In the part of the listing that opens with the line containing "Return the polygon of every instance of the paddler" and closes with the line containing "47 166 L 45", swap "paddler" for "kayaker" and write those lines out again with nothing else changed.

(Picture annotation entries)
»»
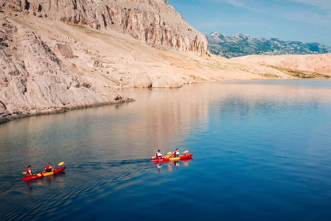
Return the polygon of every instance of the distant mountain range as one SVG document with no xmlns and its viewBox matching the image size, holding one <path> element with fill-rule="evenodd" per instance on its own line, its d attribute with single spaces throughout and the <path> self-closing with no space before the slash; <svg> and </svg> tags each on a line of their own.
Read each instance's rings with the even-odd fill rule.
<svg viewBox="0 0 331 221">
<path fill-rule="evenodd" d="M 331 47 L 316 42 L 303 43 L 278 38 L 253 38 L 248 35 L 205 34 L 210 53 L 228 58 L 250 55 L 307 55 L 331 53 Z"/>
</svg>

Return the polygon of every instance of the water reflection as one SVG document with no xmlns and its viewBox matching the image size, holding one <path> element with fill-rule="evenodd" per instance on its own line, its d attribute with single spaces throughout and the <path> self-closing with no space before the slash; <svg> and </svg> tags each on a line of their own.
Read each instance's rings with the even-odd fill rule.
<svg viewBox="0 0 331 221">
<path fill-rule="evenodd" d="M 155 164 L 155 166 L 159 172 L 161 172 L 161 168 L 162 167 L 166 166 L 168 168 L 168 171 L 171 172 L 172 171 L 173 166 L 175 168 L 177 169 L 179 168 L 182 165 L 184 165 L 185 166 L 188 166 L 189 165 L 189 162 L 192 160 L 193 158 L 189 158 L 182 160 L 168 161 L 166 162 L 158 162 Z"/>
<path fill-rule="evenodd" d="M 49 187 L 54 181 L 57 182 L 56 185 L 64 187 L 65 186 L 64 179 L 65 176 L 65 172 L 63 171 L 55 175 L 45 176 L 36 179 L 24 180 L 23 182 L 26 183 L 29 190 L 32 190 L 34 186 L 38 187 L 44 186 Z"/>
</svg>

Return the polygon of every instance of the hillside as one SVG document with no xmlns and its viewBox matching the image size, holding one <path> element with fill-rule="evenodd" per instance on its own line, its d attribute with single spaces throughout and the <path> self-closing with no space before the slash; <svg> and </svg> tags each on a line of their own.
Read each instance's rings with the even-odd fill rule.
<svg viewBox="0 0 331 221">
<path fill-rule="evenodd" d="M 331 47 L 317 43 L 284 41 L 277 38 L 253 38 L 248 35 L 226 35 L 220 32 L 206 34 L 211 53 L 224 57 L 251 55 L 282 55 L 331 53 Z"/>
<path fill-rule="evenodd" d="M 249 62 L 284 68 L 331 73 L 331 54 L 283 55 L 248 55 L 234 57 L 231 60 Z"/>
<path fill-rule="evenodd" d="M 130 101 L 121 87 L 301 77 L 208 54 L 166 0 L 26 2 L 0 0 L 0 122 Z"/>
</svg>

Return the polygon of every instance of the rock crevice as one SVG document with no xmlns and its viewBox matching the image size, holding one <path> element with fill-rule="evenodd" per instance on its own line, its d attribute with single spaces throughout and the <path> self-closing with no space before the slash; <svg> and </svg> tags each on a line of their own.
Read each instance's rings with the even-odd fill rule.
<svg viewBox="0 0 331 221">
<path fill-rule="evenodd" d="M 70 24 L 115 29 L 156 46 L 207 52 L 204 35 L 188 24 L 166 0 L 0 0 L 0 3 Z"/>
</svg>

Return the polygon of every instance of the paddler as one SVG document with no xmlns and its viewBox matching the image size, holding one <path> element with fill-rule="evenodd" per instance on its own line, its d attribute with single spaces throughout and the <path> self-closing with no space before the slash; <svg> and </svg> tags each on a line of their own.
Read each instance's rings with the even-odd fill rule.
<svg viewBox="0 0 331 221">
<path fill-rule="evenodd" d="M 180 156 L 179 155 L 181 153 L 179 152 L 179 149 L 177 148 L 175 151 L 172 153 L 172 155 L 174 155 L 175 157 L 179 157 Z"/>
<path fill-rule="evenodd" d="M 28 166 L 28 168 L 26 169 L 26 175 L 27 176 L 33 176 L 36 175 L 35 174 L 32 174 L 32 170 L 31 170 L 31 166 L 29 165 Z"/>
<path fill-rule="evenodd" d="M 47 166 L 45 168 L 45 171 L 47 172 L 51 172 L 54 171 L 54 167 L 50 166 L 50 163 L 47 164 Z"/>
<path fill-rule="evenodd" d="M 156 153 L 155 154 L 155 157 L 158 159 L 161 159 L 162 158 L 164 158 L 164 156 L 162 155 L 162 154 L 161 153 L 161 151 L 160 150 L 157 150 L 157 152 L 156 152 Z"/>
</svg>

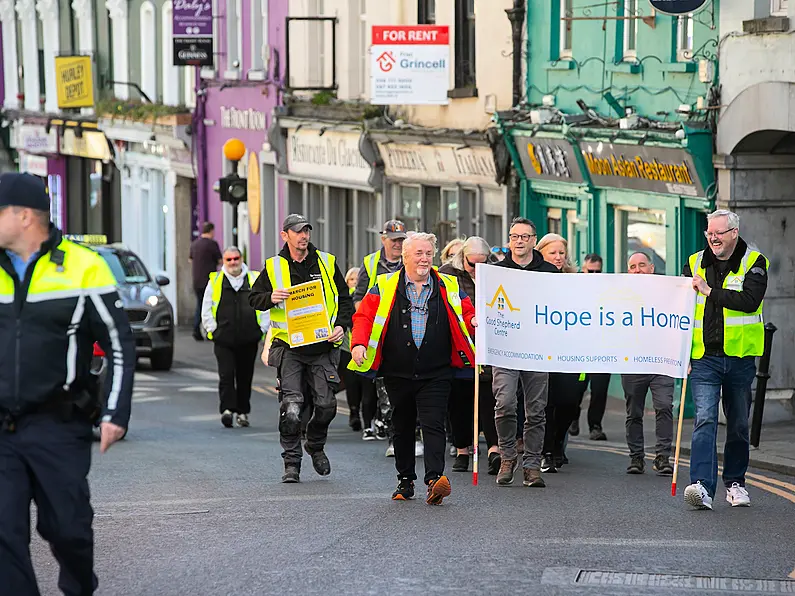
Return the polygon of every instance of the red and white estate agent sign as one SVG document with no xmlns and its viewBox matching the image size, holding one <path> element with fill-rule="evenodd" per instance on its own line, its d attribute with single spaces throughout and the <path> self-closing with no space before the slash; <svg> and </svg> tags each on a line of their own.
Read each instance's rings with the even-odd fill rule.
<svg viewBox="0 0 795 596">
<path fill-rule="evenodd" d="M 450 87 L 449 28 L 374 26 L 370 103 L 446 105 Z"/>
</svg>

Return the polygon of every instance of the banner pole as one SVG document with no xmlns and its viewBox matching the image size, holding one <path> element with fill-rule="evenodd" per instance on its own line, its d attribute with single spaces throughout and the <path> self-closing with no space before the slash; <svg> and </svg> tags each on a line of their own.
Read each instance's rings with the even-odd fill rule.
<svg viewBox="0 0 795 596">
<path fill-rule="evenodd" d="M 478 439 L 480 431 L 478 429 L 478 402 L 480 401 L 480 366 L 475 365 L 475 415 L 474 415 L 474 437 L 472 439 L 472 486 L 478 485 Z"/>
<path fill-rule="evenodd" d="M 671 496 L 676 496 L 676 476 L 679 473 L 679 448 L 682 446 L 682 422 L 685 419 L 685 393 L 687 392 L 687 377 L 682 381 L 682 397 L 679 398 L 679 427 L 676 430 L 676 455 L 674 455 L 674 473 L 671 479 Z"/>
</svg>

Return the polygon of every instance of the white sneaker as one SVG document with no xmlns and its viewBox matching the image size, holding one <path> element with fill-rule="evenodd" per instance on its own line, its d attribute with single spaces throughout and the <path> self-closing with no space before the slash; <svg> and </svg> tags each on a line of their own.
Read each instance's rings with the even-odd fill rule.
<svg viewBox="0 0 795 596">
<path fill-rule="evenodd" d="M 748 496 L 748 491 L 736 482 L 726 489 L 726 500 L 731 503 L 732 507 L 751 506 L 751 497 Z"/>
<path fill-rule="evenodd" d="M 685 489 L 685 503 L 696 509 L 709 509 L 712 511 L 712 497 L 701 482 L 691 484 Z"/>
</svg>

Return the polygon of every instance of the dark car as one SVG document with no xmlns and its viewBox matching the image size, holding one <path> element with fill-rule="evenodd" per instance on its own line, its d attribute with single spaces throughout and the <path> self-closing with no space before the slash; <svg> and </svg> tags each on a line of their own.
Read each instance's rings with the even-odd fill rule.
<svg viewBox="0 0 795 596">
<path fill-rule="evenodd" d="M 153 278 L 138 255 L 121 244 L 106 244 L 102 236 L 66 237 L 107 261 L 130 319 L 138 357 L 149 358 L 153 370 L 169 370 L 174 360 L 174 309 L 160 289 L 169 279 Z"/>
</svg>

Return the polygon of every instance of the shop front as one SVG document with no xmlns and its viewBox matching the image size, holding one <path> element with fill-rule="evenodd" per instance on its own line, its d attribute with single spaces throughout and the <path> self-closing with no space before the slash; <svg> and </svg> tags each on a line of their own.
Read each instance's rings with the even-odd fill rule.
<svg viewBox="0 0 795 596">
<path fill-rule="evenodd" d="M 224 144 L 239 139 L 246 147 L 246 154 L 236 164 L 237 174 L 259 181 L 251 185 L 259 196 L 249 197 L 237 206 L 237 244 L 249 267 L 261 269 L 263 256 L 273 254 L 279 245 L 276 172 L 273 152 L 266 140 L 275 94 L 264 85 L 208 86 L 199 101 L 202 130 L 198 219 L 215 224 L 220 245 L 232 244 L 233 207 L 221 202 L 217 188 L 218 180 L 235 170 L 235 163 L 224 156 Z"/>
<path fill-rule="evenodd" d="M 380 248 L 384 223 L 380 188 L 359 150 L 361 130 L 286 118 L 277 126 L 271 136 L 283 147 L 279 182 L 287 198 L 280 217 L 303 213 L 312 242 L 334 254 L 340 269 L 359 265 Z"/>
<path fill-rule="evenodd" d="M 443 247 L 454 238 L 482 236 L 491 245 L 508 237 L 508 197 L 496 182 L 494 156 L 485 141 L 432 143 L 374 132 L 384 164 L 387 213 L 410 230 L 431 232 Z"/>
</svg>

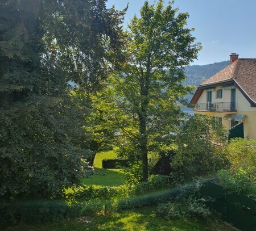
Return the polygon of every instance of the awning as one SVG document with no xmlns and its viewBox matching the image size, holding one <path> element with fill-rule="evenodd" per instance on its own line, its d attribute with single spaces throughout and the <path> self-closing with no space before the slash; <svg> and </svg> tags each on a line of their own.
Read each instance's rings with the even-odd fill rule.
<svg viewBox="0 0 256 231">
<path fill-rule="evenodd" d="M 240 121 L 245 117 L 245 115 L 242 114 L 227 114 L 223 119 L 227 120 Z"/>
<path fill-rule="evenodd" d="M 234 86 L 226 86 L 225 87 L 222 87 L 223 90 L 229 90 L 229 89 L 234 89 Z"/>
</svg>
««
EXPECTED OUTPUT:
Return the polygon of every instance of the kayaker as one SVG document with no xmlns and its viewBox matching the image size, holding one <path> element with fill-rule="evenodd" per instance on its own line, its d attribute with single spaces throughout and the <path> self-closing with no space before the slash; <svg> and </svg> tags each on a line of their own.
Read each instance's rings with the even-odd fill rule.
<svg viewBox="0 0 331 221">
<path fill-rule="evenodd" d="M 180 156 L 179 155 L 181 153 L 179 152 L 179 149 L 177 148 L 175 151 L 172 153 L 172 155 L 174 155 L 175 157 L 179 157 Z"/>
<path fill-rule="evenodd" d="M 28 166 L 28 168 L 26 169 L 26 175 L 27 176 L 33 176 L 36 175 L 35 174 L 32 174 L 32 170 L 31 170 L 31 166 L 29 165 Z"/>
<path fill-rule="evenodd" d="M 47 166 L 45 168 L 45 171 L 47 172 L 51 172 L 54 171 L 54 167 L 50 166 L 50 163 L 47 164 Z"/>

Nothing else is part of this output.